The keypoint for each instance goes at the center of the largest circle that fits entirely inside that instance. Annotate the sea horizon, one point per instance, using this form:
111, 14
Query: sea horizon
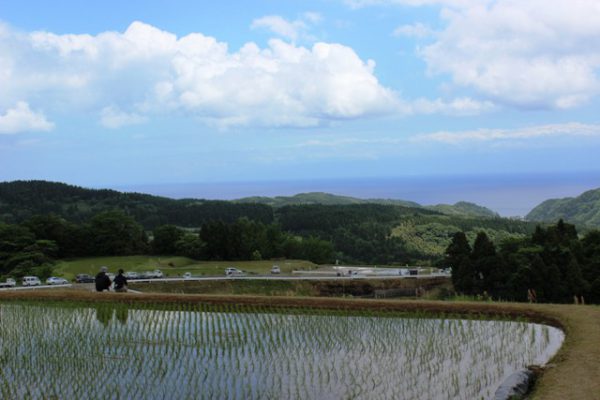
510, 195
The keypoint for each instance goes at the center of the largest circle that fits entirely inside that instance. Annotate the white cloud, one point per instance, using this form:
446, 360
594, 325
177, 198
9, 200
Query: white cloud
462, 106
112, 117
416, 3
150, 71
291, 30
525, 54
21, 118
279, 25
486, 135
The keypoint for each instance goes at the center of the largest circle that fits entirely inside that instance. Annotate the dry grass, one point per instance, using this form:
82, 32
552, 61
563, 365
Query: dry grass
573, 374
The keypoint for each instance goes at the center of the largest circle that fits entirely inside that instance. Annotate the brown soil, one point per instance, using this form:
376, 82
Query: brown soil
574, 373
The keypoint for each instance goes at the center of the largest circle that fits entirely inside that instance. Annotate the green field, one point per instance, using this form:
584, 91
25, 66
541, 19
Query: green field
172, 266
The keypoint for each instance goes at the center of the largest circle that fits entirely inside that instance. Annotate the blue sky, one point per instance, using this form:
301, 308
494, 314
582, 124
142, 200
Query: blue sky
145, 92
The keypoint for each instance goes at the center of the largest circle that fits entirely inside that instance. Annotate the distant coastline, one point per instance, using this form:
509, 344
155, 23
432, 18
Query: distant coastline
507, 194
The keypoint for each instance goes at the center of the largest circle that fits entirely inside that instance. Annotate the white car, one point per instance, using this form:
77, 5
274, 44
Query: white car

Problem description =>
From the first line above to the last, reproduce the records exactly but without the pictures.

Expected answer =>
The keypoint for each instance goes at the center of the largest circle that fits entirely inside that instance. Annotate the sea horizon, one point per instance, using this form:
111, 14
Query: sea horizon
510, 195
The keypoint for each instance goes at the center of the largest circle that fits entirely inside that instance. Annotate the white cloud, one point per instance, using this form:
446, 360
594, 325
177, 198
9, 200
Query: white cloud
462, 106
112, 117
416, 3
150, 71
291, 30
525, 54
21, 118
279, 25
486, 135
The keypoint for each instance goes at the center of the largest circle that fits entirely inside that instance. Annotate the dry grass, one point per instance, using this form:
82, 32
552, 61
563, 365
Query: dry grass
573, 374
The keypoint for each instance goes at the center of the largest circle that fits entirely inside that instance. Annotate the brown soil, one point per instance, using this form:
376, 82
Query: brown soil
574, 373
The keypoint for each instance goes at the center of the largest circle that fits entirely inside that instance. Annotate the green field, one point per instance, using this form:
584, 91
25, 66
541, 19
Query: green field
172, 266
The keypoint for each instance goes at the center of the largest circle that fits entirely inside that instance. Annotate the blue sky, one point per instance, using this form:
301, 308
494, 314
582, 124
142, 200
Query: blue sky
145, 92
The keypoint for each instance goes at the center of the largest circle that fits entirely inside that instance. Annotate the distant coastline, one point per instance, using this form:
509, 344
155, 23
432, 18
Query: distant coastline
507, 194
The keypoint for each instance goes at the center of the largest circle that fits entirely inside that instance. Annotate the white car, one point per instance, using this form:
77, 5
274, 44
Query: white car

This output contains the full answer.